**REQUIREMENT**
Using the listing below, report all lines holding the word "fabric".

----

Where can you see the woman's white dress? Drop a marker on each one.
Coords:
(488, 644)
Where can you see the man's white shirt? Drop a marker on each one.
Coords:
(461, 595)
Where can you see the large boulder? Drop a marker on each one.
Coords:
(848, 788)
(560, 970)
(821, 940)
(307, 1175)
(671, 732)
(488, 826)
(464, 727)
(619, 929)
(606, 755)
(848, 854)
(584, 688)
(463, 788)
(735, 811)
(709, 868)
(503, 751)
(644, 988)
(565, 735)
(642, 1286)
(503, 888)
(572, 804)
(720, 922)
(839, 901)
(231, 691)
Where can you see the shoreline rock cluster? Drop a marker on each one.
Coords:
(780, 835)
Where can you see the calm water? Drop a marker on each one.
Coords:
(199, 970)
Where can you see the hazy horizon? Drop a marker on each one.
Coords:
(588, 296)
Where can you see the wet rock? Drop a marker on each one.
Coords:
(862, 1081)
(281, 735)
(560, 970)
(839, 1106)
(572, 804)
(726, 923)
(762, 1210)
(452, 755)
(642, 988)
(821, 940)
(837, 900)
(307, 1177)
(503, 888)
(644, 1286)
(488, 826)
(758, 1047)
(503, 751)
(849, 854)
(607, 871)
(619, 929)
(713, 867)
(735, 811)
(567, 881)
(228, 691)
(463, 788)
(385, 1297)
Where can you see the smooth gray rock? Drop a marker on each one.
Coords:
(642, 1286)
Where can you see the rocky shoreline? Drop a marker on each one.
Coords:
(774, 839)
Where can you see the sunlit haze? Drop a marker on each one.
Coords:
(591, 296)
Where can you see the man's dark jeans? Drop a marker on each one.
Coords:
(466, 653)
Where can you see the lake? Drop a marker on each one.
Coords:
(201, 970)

----

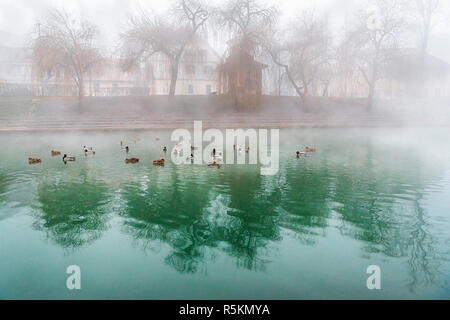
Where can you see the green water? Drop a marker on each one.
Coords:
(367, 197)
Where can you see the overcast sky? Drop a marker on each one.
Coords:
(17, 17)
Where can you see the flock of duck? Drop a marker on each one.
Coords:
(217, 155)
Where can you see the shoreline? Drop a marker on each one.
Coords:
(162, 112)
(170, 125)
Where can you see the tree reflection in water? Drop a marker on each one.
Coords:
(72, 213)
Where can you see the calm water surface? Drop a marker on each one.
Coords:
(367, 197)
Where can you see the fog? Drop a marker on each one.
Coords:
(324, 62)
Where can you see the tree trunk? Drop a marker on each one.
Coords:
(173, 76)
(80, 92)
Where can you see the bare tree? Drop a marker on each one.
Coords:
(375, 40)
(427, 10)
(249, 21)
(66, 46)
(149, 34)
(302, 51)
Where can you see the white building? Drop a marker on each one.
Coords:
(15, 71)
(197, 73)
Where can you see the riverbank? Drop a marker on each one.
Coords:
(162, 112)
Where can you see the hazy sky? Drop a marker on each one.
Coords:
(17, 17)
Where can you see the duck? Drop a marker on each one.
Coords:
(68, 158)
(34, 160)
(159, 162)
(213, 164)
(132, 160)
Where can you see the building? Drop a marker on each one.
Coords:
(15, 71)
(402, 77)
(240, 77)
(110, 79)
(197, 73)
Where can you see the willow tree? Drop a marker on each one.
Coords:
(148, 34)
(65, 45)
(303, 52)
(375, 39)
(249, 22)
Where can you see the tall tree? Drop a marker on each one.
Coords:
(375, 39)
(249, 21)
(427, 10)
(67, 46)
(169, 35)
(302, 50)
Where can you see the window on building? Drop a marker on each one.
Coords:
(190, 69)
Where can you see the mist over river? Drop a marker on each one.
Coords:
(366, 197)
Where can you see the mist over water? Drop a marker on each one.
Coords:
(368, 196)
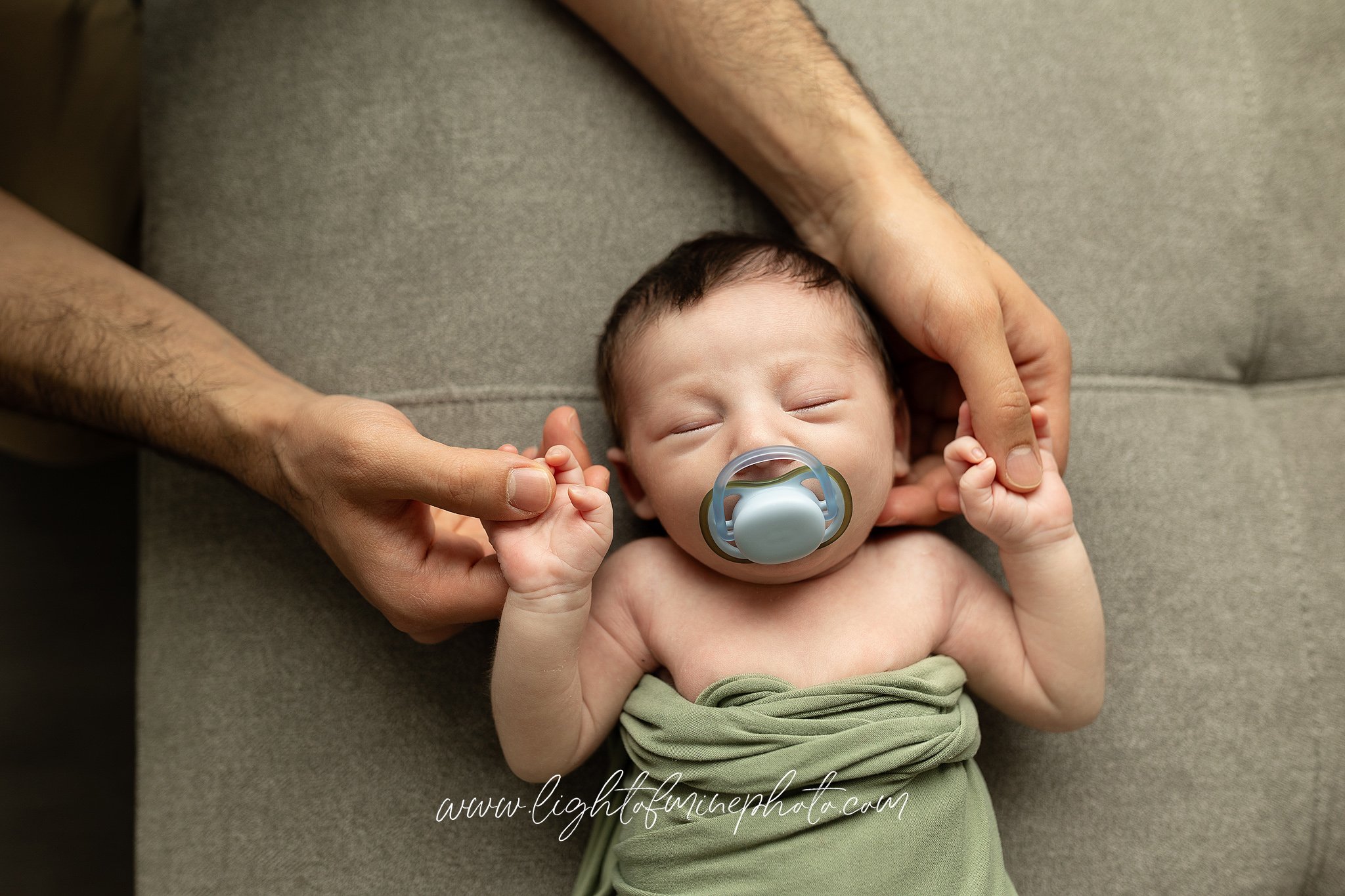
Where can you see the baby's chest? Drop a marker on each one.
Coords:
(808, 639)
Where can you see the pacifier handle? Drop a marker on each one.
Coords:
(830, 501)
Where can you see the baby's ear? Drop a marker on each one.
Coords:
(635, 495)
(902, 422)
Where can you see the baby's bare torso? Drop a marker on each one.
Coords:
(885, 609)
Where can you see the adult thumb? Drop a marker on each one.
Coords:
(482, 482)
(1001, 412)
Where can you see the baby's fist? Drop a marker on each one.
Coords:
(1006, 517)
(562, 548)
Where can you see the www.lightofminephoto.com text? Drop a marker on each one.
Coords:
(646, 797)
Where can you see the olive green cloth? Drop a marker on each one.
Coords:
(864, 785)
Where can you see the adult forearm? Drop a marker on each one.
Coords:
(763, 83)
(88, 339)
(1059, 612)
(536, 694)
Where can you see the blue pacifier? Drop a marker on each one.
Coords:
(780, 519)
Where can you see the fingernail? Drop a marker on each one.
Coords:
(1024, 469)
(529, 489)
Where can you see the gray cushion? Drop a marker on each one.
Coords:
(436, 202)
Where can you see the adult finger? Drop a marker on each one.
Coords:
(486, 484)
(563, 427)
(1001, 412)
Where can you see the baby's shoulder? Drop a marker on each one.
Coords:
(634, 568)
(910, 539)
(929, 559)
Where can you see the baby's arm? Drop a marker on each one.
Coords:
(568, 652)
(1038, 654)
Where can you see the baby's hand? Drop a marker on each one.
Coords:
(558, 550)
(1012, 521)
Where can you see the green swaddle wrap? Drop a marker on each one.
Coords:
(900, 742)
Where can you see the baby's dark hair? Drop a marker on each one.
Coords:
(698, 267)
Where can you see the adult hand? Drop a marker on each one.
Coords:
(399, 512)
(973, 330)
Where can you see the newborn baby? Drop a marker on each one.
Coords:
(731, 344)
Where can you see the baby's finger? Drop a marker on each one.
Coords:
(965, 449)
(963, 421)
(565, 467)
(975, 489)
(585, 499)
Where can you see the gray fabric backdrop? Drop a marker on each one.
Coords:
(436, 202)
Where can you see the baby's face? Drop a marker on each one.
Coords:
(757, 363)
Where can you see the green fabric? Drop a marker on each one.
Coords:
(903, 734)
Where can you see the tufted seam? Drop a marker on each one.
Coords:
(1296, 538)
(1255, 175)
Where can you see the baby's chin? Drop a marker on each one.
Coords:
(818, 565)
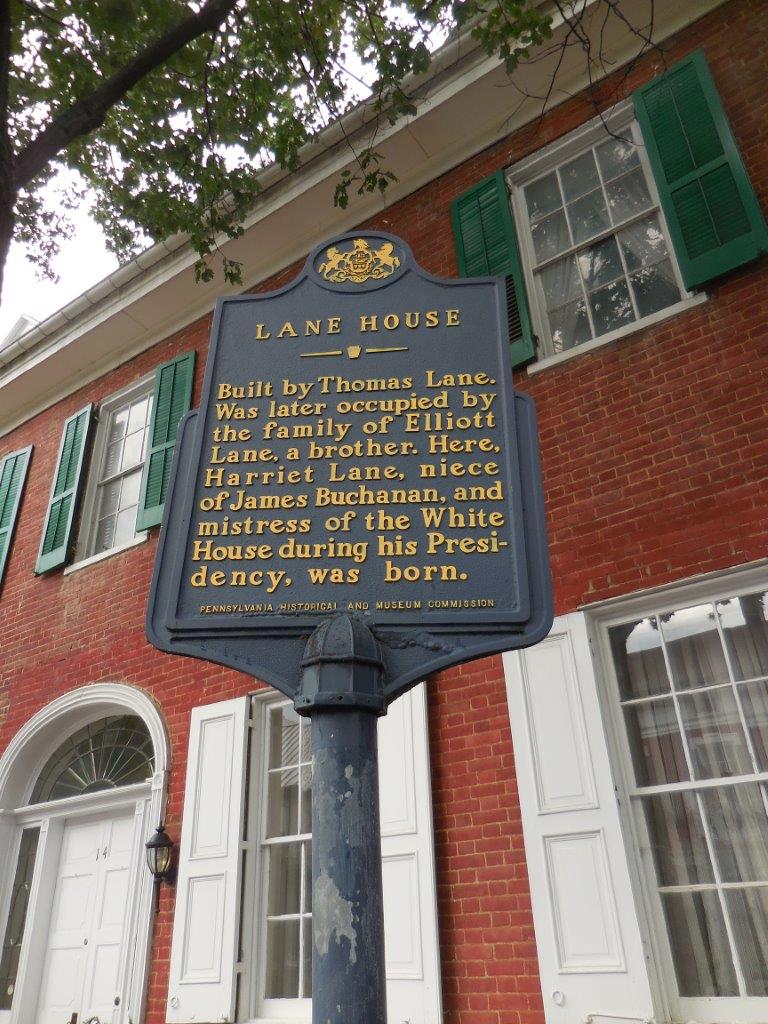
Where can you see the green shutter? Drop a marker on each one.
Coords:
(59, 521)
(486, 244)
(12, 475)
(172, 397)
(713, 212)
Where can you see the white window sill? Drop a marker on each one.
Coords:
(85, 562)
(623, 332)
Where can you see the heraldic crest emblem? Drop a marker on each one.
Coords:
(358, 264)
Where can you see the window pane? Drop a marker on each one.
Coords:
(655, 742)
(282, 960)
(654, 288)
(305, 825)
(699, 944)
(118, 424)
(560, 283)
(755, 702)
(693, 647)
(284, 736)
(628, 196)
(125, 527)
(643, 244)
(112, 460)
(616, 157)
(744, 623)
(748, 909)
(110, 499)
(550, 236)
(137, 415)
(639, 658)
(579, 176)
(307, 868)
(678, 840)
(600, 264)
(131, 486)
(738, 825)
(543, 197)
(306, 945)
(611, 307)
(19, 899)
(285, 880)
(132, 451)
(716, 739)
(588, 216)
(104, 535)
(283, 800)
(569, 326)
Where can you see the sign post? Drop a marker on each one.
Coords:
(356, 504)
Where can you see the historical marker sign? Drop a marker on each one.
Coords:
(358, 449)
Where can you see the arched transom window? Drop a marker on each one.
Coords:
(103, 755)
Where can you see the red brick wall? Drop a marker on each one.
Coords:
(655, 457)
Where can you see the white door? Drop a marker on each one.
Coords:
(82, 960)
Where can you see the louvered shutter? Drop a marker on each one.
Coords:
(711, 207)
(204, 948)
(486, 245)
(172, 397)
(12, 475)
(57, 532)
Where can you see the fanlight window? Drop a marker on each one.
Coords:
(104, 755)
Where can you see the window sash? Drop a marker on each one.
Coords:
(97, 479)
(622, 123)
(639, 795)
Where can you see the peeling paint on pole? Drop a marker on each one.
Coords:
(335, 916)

----

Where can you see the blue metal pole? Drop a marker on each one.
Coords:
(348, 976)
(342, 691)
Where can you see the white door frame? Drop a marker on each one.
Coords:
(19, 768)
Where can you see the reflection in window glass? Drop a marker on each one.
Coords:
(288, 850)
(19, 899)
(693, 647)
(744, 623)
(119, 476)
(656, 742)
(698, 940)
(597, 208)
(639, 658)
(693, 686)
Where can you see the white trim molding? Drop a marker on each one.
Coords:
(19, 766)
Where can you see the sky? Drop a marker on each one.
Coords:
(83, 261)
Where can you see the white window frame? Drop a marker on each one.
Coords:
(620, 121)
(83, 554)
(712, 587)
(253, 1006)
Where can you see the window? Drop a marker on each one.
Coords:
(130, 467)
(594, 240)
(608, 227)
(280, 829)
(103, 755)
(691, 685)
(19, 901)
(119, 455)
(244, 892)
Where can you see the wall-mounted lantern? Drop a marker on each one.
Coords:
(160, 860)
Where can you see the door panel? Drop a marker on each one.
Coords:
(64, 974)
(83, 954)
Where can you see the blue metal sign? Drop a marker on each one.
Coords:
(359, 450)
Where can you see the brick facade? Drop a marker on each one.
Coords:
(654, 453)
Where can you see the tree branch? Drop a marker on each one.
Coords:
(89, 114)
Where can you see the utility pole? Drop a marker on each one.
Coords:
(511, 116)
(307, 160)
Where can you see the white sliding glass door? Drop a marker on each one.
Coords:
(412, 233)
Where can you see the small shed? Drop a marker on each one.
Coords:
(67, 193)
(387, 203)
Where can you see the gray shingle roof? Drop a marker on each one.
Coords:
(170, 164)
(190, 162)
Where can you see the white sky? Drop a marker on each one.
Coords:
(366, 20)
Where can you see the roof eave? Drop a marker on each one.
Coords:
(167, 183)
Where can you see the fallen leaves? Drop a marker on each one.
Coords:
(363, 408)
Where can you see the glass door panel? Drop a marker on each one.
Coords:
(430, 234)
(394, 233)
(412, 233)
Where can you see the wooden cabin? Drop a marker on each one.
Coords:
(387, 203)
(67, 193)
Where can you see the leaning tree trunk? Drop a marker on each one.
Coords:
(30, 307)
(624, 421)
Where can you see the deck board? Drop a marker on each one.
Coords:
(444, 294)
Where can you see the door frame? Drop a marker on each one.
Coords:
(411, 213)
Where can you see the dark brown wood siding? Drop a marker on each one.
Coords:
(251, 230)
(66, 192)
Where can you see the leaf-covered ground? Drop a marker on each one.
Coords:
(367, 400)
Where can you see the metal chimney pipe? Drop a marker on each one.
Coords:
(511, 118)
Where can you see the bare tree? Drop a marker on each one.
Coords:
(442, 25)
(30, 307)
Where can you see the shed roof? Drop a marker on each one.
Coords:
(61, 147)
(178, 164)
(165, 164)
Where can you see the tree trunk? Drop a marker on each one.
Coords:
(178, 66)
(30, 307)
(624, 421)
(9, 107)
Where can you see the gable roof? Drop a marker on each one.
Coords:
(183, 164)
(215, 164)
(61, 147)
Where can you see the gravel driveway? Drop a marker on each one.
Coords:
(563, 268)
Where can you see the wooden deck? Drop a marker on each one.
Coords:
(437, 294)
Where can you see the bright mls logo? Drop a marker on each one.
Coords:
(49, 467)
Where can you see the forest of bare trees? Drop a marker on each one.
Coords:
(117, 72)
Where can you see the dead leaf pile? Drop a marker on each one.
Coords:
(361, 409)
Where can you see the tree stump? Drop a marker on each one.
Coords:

----

**ANSWER BELOW**
Where can you see the gray fabric backdrop? Drop a marker on each one.
Where can you see the green fabric? Drop a marker on each one.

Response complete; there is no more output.